# [Written exercise]
Return the whole listing, keeping every character the same.

# [Dataset excerpts]
---
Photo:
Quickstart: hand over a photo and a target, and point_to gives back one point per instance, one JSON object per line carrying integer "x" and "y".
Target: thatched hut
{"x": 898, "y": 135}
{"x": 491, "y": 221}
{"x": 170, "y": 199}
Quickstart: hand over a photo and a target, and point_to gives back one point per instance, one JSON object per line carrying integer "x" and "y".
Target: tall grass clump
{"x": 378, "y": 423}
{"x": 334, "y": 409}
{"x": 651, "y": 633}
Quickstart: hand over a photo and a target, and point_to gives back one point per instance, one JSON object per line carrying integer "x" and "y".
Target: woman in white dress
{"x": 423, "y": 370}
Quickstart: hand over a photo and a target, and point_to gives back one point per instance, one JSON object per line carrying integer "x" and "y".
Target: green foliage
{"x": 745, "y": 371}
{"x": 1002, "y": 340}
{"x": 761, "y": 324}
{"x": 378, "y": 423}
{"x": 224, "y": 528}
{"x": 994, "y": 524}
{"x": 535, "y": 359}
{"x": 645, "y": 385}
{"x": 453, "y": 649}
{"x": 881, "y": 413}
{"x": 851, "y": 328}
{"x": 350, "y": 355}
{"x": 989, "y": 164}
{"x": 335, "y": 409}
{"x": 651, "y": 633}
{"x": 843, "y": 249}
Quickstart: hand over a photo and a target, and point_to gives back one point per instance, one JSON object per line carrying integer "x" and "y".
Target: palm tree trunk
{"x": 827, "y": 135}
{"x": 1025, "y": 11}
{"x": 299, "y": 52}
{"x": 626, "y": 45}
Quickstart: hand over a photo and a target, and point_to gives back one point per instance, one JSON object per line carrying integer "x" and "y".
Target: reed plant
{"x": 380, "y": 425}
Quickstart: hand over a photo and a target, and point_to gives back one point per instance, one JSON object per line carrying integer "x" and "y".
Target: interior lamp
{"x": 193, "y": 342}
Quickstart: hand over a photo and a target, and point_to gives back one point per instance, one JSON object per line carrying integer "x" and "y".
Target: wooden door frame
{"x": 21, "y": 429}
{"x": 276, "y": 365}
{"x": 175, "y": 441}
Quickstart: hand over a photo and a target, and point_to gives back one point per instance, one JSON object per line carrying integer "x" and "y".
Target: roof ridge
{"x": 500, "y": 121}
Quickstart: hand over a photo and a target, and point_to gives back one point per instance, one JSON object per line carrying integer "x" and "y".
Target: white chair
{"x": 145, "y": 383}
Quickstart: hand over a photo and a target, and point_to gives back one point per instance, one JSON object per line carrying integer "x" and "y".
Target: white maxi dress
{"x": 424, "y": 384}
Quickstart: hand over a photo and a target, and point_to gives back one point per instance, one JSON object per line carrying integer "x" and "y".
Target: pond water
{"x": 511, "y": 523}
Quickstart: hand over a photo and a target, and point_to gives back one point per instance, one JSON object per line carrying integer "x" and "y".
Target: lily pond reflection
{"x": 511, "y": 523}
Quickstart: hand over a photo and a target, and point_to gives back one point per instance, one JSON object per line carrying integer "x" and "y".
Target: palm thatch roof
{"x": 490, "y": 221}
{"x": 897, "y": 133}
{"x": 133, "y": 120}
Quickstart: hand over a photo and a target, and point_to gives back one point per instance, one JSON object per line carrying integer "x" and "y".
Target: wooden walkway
---
# [Finished exercise]
Photo:
Quickstart: hand over a photo and a target, and point_to gives back one point per instance, one JSON object per line carrying integer "x" and "y".
Target: thatched hut
{"x": 898, "y": 135}
{"x": 491, "y": 221}
{"x": 170, "y": 199}
Quickstart: hand over a photo and a target, and point_to gives back one point per instance, one JSON object per line carrying integer "x" and "y".
Target: tall grass clump
{"x": 378, "y": 423}
{"x": 334, "y": 409}
{"x": 651, "y": 633}
Quickstart: hand over a photo and a target, and point_to gives back one point per instance, one JSON object per line carrying integer "x" and "y".
Target: woman in white dress
{"x": 423, "y": 370}
Quickstart: hand over a photo and a target, and point_to gives back one point per instance, one JSON object per line carrying integer "x" and "y".
Target: green foliage
{"x": 745, "y": 371}
{"x": 1002, "y": 340}
{"x": 761, "y": 324}
{"x": 378, "y": 423}
{"x": 224, "y": 528}
{"x": 994, "y": 524}
{"x": 535, "y": 359}
{"x": 645, "y": 385}
{"x": 453, "y": 649}
{"x": 881, "y": 413}
{"x": 851, "y": 328}
{"x": 350, "y": 355}
{"x": 989, "y": 164}
{"x": 335, "y": 409}
{"x": 651, "y": 633}
{"x": 843, "y": 249}
Quickstart: hand over a photo and a target, and point_to gives back one point per instance, one JSON object per line carrying integer "x" and "y".
Target: palm tree trunk
{"x": 827, "y": 135}
{"x": 1025, "y": 11}
{"x": 299, "y": 52}
{"x": 626, "y": 45}
Quickstart: hand over a photo and a target, and point_to gives back one point per instance, one JSON object per line carrying integer "x" and "y".
Target: reed plant
{"x": 380, "y": 425}
Quickstart: hand over a photo and a target, and point_to gives back one point per instance, one JSON object per line carrying integer "x" and "y".
Target: interior lamp
{"x": 193, "y": 342}
Quickstart: hand over a photo and a target, and point_to gives back one point per instance, one JSON object per line carrying integer "x" and "y".
Target: wooden door frame
{"x": 21, "y": 429}
{"x": 276, "y": 365}
{"x": 175, "y": 441}
Quickstart: hand over a photo and a target, and point_to gives back one point per instance, one JSON object per line carrying integer "x" and "y".
Target: roof ridge
{"x": 500, "y": 121}
Quickstart: hand over a photo and a target, and point_to gives back one point per instance, one JSON object per line carrying integer "x" and "y".
Target: white chair
{"x": 145, "y": 383}
Quickstart: hand over a photo and a target, and point_to gives back one point per instance, one JSON object per line carrying integer "x" and "y".
Target: white maxi dress
{"x": 424, "y": 384}
Quickstart: hand over a photo and a target, and point_to gives back one point per instance, one JSON object per line carrying integer "x" and "y".
Target: pond water
{"x": 511, "y": 523}
Quickstart: hand over a photo and a target, and point_to gives back one point per instance, one JSON object per line carrying integer "x" and "y".
Target: lily pond reflection
{"x": 511, "y": 523}
Quickstart: hand over a photo and a target, and point_to gives back one point per instance, one JSON object per line carrying integer "x" and "y".
Target: palm thatch roof
{"x": 490, "y": 221}
{"x": 897, "y": 133}
{"x": 133, "y": 120}
Quickstart: hand over a photo and a target, and point_to gives back one point per instance, one JSON object per line carrying integer "x" and "y".
Target: wooden walkway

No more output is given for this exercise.